## Requirements
Pick out each line in the material below that contains the word "black" and copy those lines. Letter case counts when matching.

Box annotation data rows
+++
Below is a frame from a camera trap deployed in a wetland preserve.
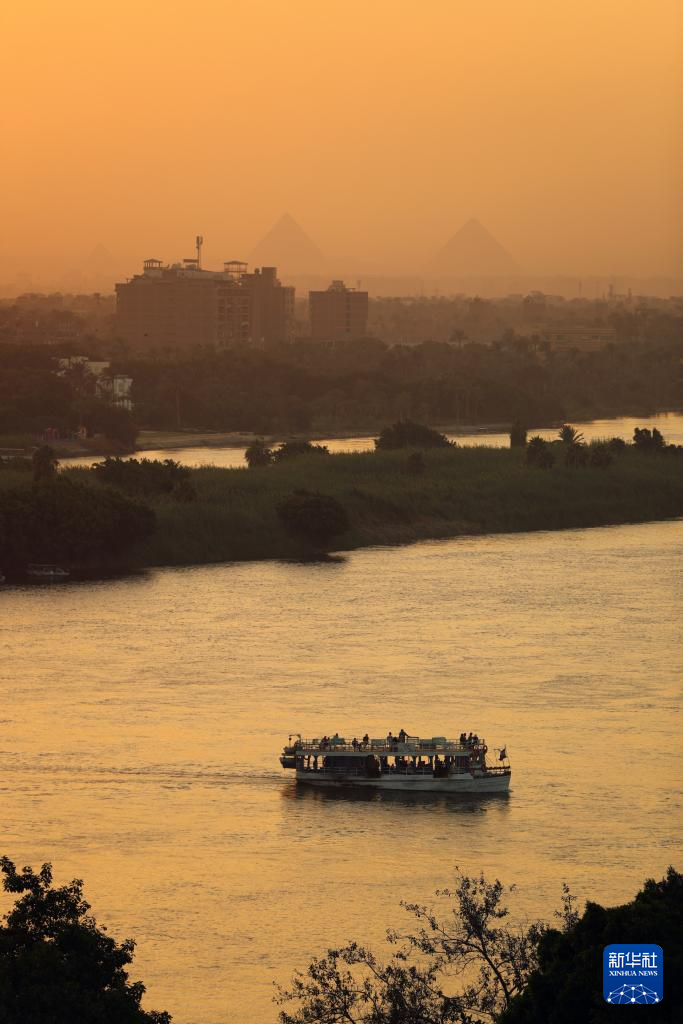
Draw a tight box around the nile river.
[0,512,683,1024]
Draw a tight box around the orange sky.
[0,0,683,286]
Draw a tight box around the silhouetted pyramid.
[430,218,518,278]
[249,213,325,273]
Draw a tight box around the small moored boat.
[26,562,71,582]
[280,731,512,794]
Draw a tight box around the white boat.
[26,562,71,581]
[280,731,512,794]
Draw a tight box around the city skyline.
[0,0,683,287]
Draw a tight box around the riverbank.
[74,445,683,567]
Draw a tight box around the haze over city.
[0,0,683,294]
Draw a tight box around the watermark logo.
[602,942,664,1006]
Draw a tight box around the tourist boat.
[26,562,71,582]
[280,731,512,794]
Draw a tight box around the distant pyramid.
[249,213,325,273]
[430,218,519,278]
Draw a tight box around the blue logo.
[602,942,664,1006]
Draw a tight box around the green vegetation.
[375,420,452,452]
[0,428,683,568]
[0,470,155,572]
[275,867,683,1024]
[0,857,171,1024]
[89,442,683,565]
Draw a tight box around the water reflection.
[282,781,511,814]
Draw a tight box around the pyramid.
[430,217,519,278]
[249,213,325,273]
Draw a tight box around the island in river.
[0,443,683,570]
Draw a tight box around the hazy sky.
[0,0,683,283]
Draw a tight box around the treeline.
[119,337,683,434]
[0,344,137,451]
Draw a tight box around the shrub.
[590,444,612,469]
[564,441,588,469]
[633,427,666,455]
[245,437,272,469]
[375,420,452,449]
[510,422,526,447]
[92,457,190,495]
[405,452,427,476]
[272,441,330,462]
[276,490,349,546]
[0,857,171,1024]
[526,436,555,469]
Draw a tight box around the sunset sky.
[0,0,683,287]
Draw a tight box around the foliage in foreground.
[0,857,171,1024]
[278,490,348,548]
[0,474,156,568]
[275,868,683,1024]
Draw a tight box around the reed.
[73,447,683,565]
+++
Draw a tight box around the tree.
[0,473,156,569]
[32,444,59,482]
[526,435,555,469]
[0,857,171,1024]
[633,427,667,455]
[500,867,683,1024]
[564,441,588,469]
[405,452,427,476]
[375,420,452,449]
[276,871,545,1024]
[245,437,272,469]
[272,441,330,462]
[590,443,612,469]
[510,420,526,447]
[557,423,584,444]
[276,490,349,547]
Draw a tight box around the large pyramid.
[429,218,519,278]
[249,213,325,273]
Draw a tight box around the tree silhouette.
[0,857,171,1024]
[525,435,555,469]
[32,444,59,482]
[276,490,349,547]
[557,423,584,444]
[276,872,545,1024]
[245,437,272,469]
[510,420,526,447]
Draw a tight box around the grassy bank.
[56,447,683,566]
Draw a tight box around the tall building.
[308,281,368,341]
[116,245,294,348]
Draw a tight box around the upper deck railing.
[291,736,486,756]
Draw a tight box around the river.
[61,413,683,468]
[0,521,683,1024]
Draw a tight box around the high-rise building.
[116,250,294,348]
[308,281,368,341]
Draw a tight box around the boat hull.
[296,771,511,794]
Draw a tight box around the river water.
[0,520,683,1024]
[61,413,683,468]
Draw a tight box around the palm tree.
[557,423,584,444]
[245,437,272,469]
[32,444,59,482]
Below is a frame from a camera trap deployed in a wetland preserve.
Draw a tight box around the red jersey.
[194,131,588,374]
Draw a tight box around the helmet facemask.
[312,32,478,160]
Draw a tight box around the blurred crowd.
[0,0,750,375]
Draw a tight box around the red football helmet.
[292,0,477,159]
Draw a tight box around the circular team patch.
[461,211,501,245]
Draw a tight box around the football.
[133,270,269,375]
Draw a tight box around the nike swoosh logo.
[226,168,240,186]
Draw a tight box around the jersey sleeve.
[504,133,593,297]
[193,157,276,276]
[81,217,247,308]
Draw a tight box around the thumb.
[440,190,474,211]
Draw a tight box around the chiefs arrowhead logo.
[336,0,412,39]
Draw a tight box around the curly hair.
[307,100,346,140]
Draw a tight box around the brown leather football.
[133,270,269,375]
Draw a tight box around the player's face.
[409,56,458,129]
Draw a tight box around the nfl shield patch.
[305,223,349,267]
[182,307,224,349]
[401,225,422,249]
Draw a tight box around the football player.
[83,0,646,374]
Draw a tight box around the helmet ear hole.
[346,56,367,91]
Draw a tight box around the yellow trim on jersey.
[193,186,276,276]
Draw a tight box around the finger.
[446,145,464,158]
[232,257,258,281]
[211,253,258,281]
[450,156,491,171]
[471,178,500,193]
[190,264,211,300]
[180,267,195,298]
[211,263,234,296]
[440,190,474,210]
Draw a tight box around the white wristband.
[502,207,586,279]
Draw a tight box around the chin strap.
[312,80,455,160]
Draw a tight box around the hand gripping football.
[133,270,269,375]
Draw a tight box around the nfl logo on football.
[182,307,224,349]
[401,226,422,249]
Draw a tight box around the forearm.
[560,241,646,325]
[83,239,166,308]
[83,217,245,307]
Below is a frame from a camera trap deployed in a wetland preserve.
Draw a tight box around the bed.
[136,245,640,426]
+++
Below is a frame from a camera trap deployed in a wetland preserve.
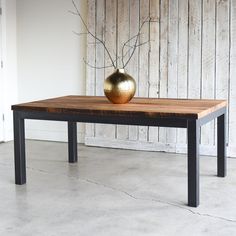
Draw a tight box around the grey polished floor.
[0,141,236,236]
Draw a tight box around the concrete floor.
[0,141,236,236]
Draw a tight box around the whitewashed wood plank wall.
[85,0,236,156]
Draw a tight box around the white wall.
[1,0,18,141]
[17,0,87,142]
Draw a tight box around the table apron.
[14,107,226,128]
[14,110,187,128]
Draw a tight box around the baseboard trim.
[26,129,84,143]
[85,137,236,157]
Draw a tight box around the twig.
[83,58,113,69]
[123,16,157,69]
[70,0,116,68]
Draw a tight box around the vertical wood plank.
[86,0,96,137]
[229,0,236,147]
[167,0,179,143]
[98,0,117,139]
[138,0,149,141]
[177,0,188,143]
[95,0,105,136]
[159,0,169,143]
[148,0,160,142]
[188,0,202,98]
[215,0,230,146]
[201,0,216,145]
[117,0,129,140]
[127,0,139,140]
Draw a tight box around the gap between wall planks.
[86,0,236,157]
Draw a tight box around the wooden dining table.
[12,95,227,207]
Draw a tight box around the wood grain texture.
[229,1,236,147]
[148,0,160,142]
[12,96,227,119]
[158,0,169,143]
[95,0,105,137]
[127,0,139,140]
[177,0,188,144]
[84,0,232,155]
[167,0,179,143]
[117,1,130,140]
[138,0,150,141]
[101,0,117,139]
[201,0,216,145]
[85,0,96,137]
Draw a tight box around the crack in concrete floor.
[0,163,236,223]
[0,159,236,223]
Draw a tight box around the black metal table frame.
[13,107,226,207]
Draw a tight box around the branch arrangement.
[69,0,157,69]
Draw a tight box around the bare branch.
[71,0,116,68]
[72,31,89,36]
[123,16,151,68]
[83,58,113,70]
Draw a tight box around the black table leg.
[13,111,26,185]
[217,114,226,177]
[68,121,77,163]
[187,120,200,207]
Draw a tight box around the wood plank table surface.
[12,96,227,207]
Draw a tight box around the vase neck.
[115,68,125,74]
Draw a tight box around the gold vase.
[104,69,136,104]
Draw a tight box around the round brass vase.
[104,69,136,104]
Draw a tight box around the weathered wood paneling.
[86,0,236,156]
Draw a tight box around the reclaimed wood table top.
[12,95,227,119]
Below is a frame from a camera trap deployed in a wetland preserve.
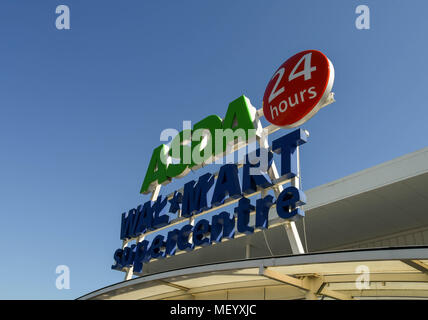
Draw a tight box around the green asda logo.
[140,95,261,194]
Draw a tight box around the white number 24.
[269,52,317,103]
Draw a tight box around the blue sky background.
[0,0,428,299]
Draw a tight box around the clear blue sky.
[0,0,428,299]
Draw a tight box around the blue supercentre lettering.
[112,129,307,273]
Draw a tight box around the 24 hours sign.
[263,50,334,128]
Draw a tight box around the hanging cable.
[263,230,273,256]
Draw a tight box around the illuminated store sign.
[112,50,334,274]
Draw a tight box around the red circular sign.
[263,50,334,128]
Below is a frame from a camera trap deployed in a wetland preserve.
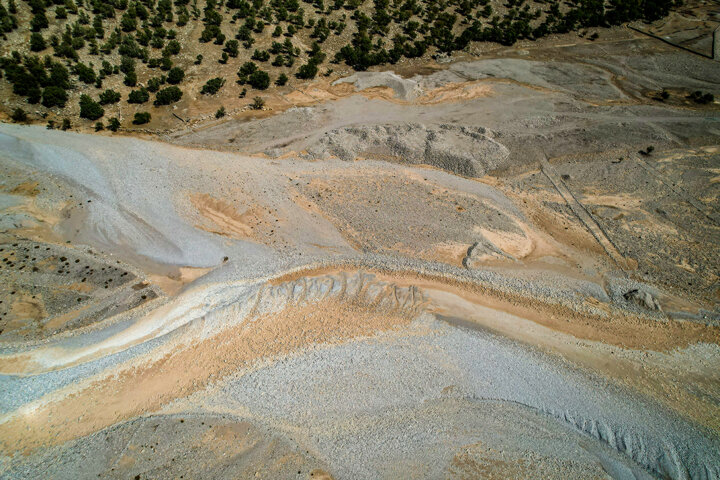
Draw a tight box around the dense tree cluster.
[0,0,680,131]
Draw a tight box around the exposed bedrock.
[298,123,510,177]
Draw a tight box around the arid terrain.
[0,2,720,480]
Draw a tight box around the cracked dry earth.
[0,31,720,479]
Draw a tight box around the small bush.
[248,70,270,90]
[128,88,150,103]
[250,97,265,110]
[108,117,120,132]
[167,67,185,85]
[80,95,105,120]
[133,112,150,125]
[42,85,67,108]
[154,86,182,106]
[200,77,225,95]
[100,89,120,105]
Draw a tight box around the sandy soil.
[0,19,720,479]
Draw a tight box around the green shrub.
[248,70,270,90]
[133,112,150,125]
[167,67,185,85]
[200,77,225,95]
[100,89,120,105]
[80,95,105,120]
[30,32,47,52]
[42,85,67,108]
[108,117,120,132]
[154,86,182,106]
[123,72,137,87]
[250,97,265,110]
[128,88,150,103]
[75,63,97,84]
+++
## Solution to this task
Draw a tight box around the black metal table frame.
Draw a tight box around the black table leg.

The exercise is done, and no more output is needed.